(WHAT IS EXPECTED) Rewrite everything from the line containing "task | put a marker on each instance of the purple" down to the end of the items, requests included, shifting each answer coordinate by adding 56 to both its x and y values.

(INPUT RECORDS)
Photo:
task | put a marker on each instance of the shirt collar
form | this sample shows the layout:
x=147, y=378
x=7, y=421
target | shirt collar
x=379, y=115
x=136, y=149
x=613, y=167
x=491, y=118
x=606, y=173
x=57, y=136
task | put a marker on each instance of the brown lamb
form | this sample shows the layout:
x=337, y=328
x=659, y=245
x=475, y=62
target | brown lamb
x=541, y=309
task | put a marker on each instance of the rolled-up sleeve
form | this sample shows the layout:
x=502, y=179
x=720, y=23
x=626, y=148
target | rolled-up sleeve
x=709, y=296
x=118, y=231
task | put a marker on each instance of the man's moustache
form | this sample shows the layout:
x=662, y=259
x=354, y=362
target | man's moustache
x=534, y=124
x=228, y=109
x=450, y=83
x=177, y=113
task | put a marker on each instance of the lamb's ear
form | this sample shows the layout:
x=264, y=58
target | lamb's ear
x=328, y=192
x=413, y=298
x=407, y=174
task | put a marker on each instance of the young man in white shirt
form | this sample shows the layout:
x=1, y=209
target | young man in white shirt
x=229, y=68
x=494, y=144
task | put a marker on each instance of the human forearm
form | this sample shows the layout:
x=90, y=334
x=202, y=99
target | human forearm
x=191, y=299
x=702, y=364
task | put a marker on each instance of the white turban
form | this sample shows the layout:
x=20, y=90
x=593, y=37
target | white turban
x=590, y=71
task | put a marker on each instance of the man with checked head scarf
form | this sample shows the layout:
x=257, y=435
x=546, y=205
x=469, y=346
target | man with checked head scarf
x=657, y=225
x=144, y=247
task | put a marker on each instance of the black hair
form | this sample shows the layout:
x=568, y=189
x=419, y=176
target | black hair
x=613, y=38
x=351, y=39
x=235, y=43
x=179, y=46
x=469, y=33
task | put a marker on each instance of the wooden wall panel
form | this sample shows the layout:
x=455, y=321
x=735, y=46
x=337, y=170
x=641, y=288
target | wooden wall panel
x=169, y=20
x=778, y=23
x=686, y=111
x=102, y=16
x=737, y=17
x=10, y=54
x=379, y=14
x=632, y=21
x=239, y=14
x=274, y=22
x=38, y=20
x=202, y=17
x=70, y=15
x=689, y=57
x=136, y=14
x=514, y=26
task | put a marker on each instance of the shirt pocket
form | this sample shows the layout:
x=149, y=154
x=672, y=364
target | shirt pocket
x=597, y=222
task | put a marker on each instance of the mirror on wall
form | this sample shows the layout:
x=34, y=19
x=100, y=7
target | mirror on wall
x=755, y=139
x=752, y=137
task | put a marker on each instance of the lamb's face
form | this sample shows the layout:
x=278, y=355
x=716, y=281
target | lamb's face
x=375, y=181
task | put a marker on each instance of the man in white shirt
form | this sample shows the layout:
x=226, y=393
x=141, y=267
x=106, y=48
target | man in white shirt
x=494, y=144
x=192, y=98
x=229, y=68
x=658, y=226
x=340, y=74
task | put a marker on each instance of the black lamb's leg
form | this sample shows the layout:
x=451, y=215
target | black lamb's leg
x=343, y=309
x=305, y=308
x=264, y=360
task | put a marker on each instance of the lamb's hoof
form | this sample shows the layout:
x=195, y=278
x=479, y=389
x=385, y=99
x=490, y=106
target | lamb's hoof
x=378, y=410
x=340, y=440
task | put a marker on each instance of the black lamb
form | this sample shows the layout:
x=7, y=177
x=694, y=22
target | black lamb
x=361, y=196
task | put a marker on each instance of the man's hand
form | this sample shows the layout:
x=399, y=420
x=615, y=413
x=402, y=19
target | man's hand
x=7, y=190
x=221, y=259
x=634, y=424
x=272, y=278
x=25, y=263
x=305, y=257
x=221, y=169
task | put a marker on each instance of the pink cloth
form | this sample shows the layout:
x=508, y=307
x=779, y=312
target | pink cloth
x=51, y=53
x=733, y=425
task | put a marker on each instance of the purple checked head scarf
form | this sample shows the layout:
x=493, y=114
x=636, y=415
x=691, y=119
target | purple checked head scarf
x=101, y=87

(ANSWER)
task | put a marker on each instance of the purple checked head scarf
form | this sample shows the layout:
x=493, y=114
x=636, y=415
x=691, y=119
target | purple checked head scarf
x=157, y=143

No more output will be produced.